▶ Brief
Edit the museum article from "He said each" to "made him emotional." so that "exhibit" becomes "display", and write out the revised passage.

▶ Excerpt to read
By: Marisa Herman
American history comes alive through the lens of sporting events in a new, free, open-to-the public museum on the campus of Florida Atlantic University.
The Avron B. Fogelman Sports Memorabilia Collection opened to students, faculty and the general public last month.
Located inside the new Schmidt Family Complex for Academic Excellence, the collection was donated by Boca resident, former Kansas City Royals owner and sports fan Avron Fogelman.
Considered to be one of the largest private collections owned by an individual, the $10 million worth of memorabilia is now housed on campus and is free to view in perpetuity.
“It will redefine our campus,” FAU president John Kelly said during a preview reception debuting the museum. “I think people will fly out from all over to see this.”
Inside, there is a display of Olympic torches including ones used in the 1936 Berlin, 1948 London and 1972 Munich games; the 13 original rules of basketball by James Naismith; first pitch baseballs thrown by various United States presidents and celebrities; a football signed by the undefeated 1972 Miami Dolphins and hundreds of other items.
The collection houses more than 1,200 sports artifacts that reveal pivotal moments in American history.
“It’s a true public treasure,” said Danita Nias, Vice president of Institutional Advancement and CEO of the FAU Foundation as she announced Fogelman before the ribbon cutting of the museum.
Nias said he explored donating his collection to Memphis University, Tulane and the Memphis airport before he met with FAU president Kelly and their vision for the collection aligned.
“This is a very special day for me,” Fogelman said. “This museum represents so much to me. For over 50 years, sports, education and history have been intertwined in my life.”
He said each exhibit has a story and visitors should read all they can and try to imagine what they see and hear with each piece.
The 1996 MLB National League Rookie of the Year and Miami Marlins co-announcer Todd Hollandsworth got to see his Rookie of the Year baseball on display.
“I am proud to be a part of it,” he said of the exhibit.
The former outfielder played on the Florida Marlins 2003 world series team and said seeing his Rookie of the Year ball made him emotional.
“The only thing I have seen in my lifetime that rivals it is the Hall of Fame,” he said.
Other notable items:
Items signed by crew members of the Enola Gay, the mission responsible for dropping the atomic bomb on Hiroshima, Japan
Golf memorabilia from legends such as Ben Hogan, Arnold Palmer, Jack Nicklaus and Tiger Woods
A 1930s-era football signed by Jim Thorpe and helmet autographed by Bronco Nagurski
An array of pieces from Muhammad Ali
The 1969 Ryder Cup Trophy
Interactive displays including a recording of Fogelman’s phone call with President Ronald Reagan after the Royals won the 1985 World Series
A pair of the late Kobe Bryant’s autographed sneakers and a jersey from his rookie season
We had a chance to ask Avron Fogelman some questions about his collection and decision to donate it. Here is what he had to say:
How did you get into collecting sports memorabilia?
I’ve always been a sports fan and collector. Ever since I owned a major league baseball team, I’ve been enthralled with the history of sports and the uniqueness of the game. Being a collector is what I’ve been passionate about for the past 50 years.
Why did you decide to donate your collection?
I think it’s important to leave something to society and to the next generation. This sports museum is a way for the next generation to know about the previous generation.

Free-text descriptions of objects
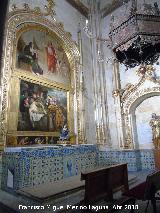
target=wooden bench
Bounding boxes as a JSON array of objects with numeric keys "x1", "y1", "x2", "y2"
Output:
[
  {"x1": 81, "y1": 164, "x2": 133, "y2": 212},
  {"x1": 124, "y1": 170, "x2": 160, "y2": 213}
]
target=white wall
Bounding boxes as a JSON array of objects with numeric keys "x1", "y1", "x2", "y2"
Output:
[
  {"x1": 135, "y1": 96, "x2": 160, "y2": 148},
  {"x1": 101, "y1": 0, "x2": 160, "y2": 148}
]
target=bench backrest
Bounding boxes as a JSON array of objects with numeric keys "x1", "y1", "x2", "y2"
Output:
[
  {"x1": 144, "y1": 170, "x2": 160, "y2": 200},
  {"x1": 81, "y1": 164, "x2": 128, "y2": 204}
]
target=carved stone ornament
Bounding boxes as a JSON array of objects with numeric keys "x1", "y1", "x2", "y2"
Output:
[{"x1": 0, "y1": 5, "x2": 84, "y2": 149}]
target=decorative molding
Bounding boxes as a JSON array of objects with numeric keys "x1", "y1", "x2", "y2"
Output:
[{"x1": 66, "y1": 0, "x2": 89, "y2": 18}]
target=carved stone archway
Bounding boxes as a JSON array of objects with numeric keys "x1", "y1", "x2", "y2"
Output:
[{"x1": 123, "y1": 87, "x2": 160, "y2": 149}]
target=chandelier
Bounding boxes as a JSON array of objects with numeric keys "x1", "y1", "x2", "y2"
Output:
[{"x1": 84, "y1": 0, "x2": 160, "y2": 68}]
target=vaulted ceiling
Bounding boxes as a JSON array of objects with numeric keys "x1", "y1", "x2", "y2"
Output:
[{"x1": 66, "y1": 0, "x2": 129, "y2": 17}]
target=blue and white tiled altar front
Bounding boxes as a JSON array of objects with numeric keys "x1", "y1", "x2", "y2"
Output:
[{"x1": 2, "y1": 145, "x2": 155, "y2": 190}]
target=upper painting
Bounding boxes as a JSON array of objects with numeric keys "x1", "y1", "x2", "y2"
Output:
[{"x1": 16, "y1": 29, "x2": 70, "y2": 85}]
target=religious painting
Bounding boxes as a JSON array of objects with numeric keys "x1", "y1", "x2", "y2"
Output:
[
  {"x1": 16, "y1": 29, "x2": 70, "y2": 84},
  {"x1": 17, "y1": 80, "x2": 67, "y2": 132},
  {"x1": 7, "y1": 136, "x2": 58, "y2": 146}
]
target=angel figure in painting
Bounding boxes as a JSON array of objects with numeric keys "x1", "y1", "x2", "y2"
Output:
[{"x1": 46, "y1": 42, "x2": 57, "y2": 73}]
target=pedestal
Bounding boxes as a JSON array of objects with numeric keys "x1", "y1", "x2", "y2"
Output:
[{"x1": 154, "y1": 148, "x2": 160, "y2": 170}]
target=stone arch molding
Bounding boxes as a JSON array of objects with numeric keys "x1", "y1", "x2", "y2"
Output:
[
  {"x1": 122, "y1": 86, "x2": 160, "y2": 149},
  {"x1": 0, "y1": 10, "x2": 80, "y2": 149}
]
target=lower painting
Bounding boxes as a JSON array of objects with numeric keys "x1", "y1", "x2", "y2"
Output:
[{"x1": 7, "y1": 136, "x2": 59, "y2": 147}]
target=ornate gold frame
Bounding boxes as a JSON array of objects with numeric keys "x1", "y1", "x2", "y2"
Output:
[{"x1": 0, "y1": 7, "x2": 83, "y2": 149}]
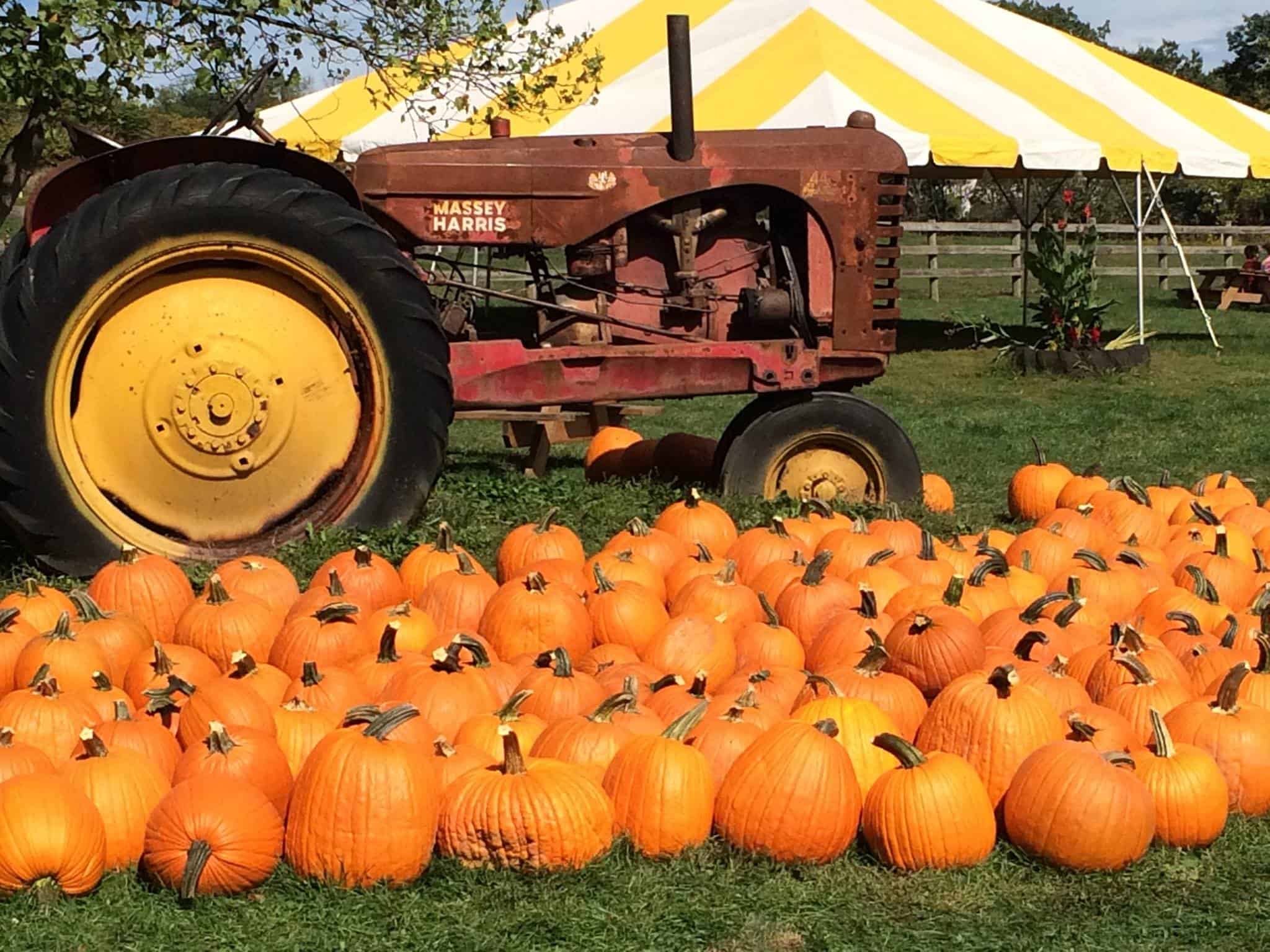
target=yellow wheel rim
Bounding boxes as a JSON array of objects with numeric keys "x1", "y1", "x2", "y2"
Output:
[
  {"x1": 763, "y1": 430, "x2": 887, "y2": 503},
  {"x1": 48, "y1": 236, "x2": 385, "y2": 556}
]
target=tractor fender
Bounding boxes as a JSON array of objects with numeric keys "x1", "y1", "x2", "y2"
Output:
[{"x1": 24, "y1": 136, "x2": 362, "y2": 244}]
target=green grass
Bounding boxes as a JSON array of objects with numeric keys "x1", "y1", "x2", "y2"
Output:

▶ Exercise response
He said each display has a story and visitors should read all they can and try to imagine what they see and hear with each piece.
The 1996 MLB National League Rookie of the Year and Miami Marlins co-announcer Todd Hollandsworth got to see his Rookie of the Year baseball on display.
“I am proud to be a part of it,” he said of the display.
The former outfielder played on the Florida Marlins 2003 world series team and said seeing his Rookie of the Year ball made him emotional.